- _Aim_: Reproduce all of the records below verbatim, line for line.

- _Entries_:
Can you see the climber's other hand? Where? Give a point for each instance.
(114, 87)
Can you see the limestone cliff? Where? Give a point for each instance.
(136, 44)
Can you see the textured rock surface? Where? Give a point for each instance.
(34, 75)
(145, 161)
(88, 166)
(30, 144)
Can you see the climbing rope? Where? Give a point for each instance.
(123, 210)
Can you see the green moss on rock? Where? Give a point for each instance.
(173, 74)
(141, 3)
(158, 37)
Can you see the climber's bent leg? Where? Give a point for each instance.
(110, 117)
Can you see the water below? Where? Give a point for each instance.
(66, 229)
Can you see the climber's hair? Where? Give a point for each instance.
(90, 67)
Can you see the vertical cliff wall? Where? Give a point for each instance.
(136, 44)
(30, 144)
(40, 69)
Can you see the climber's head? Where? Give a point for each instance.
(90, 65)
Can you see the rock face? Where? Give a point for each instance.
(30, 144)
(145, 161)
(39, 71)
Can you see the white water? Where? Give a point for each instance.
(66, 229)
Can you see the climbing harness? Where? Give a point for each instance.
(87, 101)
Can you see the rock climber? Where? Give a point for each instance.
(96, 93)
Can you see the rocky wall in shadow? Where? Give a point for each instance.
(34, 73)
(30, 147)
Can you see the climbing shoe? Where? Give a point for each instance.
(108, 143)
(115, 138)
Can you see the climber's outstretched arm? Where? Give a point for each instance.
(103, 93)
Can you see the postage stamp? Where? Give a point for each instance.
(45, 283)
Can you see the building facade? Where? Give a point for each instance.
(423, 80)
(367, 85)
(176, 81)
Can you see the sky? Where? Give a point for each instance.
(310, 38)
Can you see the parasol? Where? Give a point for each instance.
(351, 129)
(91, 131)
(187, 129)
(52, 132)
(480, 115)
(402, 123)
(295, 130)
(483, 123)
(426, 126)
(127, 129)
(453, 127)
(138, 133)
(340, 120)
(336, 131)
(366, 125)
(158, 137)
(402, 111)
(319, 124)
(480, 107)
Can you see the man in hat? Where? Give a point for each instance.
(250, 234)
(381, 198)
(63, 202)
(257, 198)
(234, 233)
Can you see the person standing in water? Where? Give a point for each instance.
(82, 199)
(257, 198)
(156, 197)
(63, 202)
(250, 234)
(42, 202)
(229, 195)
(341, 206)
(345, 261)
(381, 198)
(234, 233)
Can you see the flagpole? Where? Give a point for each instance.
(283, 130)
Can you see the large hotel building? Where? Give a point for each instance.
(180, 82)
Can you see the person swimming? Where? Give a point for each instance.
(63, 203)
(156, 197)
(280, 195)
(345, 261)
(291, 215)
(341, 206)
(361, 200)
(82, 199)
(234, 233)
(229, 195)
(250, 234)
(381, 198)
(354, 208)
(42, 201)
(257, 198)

- _Task answer_:
Can you see the climber's other hand? Where? Give a point for each instance.
(114, 87)
Can you see the limestone cliff? Where? Give a point for each instance.
(136, 44)
Can you see the textured rock surface? Where? Give a point for each instance.
(34, 75)
(145, 161)
(88, 166)
(30, 144)
Can you see the climbing rope? Where? Give a point for each instance.
(123, 210)
Can you see the green moss on rock? Where? Give a point for each instance.
(173, 74)
(141, 3)
(158, 37)
Can you see the climber's bent leg? Where? Give a point for each instance.
(110, 117)
Can you see the water below? Where? Give a point for each instance.
(66, 229)
Can you see the climber's hair? Where? Give a point for each instance.
(90, 67)
Can you see the vertical cliff wall? Where? Give a point for each instance.
(136, 44)
(30, 144)
(40, 69)
Can you see the climber's head? Where? Give a point for each instance.
(90, 65)
Can you see the rock face? Where? Give a point for each instance.
(30, 144)
(145, 161)
(39, 71)
Can you see the white water? Where? Give a point for each instance.
(66, 229)
Can you see the climbing harness? Where? Give a point for each instance.
(87, 101)
Can you see the rock climber? Where? Give a point for each instance.
(96, 93)
Can you see the rocky wall in shadow? Where? Give a point for each instance.
(34, 73)
(30, 147)
Can you see the climbing shoe? Where? Give a point for each instance.
(108, 143)
(115, 138)
Can you see the climber's outstretched arm? Where? Give a point for each instance.
(103, 93)
Can you see the postage stamp? Where? Give a point for each instance.
(45, 283)
Can you see the building facade? Where? Give a point for each instance.
(423, 80)
(367, 85)
(176, 81)
Can you see the sky? Where? Give a point for each instance.
(310, 38)
Can you see the parasol? Where? Give a point for each instance.
(351, 129)
(91, 131)
(187, 129)
(52, 132)
(480, 115)
(402, 123)
(295, 130)
(483, 123)
(426, 126)
(127, 129)
(453, 127)
(138, 133)
(340, 120)
(336, 131)
(366, 125)
(158, 137)
(402, 111)
(319, 124)
(480, 107)
Can you see the man in hat? Where? Give a point for each instance.
(250, 234)
(381, 198)
(63, 202)
(257, 198)
(234, 233)
Can you see the person standing in water? Where? Give a point for each instance.
(82, 199)
(257, 198)
(156, 197)
(63, 202)
(250, 234)
(42, 202)
(229, 195)
(341, 206)
(345, 261)
(381, 198)
(234, 233)
Can you see the flagpole? Where? Give a point for each instance.
(283, 130)
Can you see the large hotel building? Where? Give a point for each instance.
(180, 82)
Can you see the person swimming? Where? Give a point for each instance.
(63, 203)
(156, 197)
(280, 195)
(345, 261)
(291, 215)
(341, 206)
(361, 200)
(82, 199)
(234, 233)
(229, 195)
(250, 234)
(381, 198)
(354, 208)
(42, 201)
(257, 198)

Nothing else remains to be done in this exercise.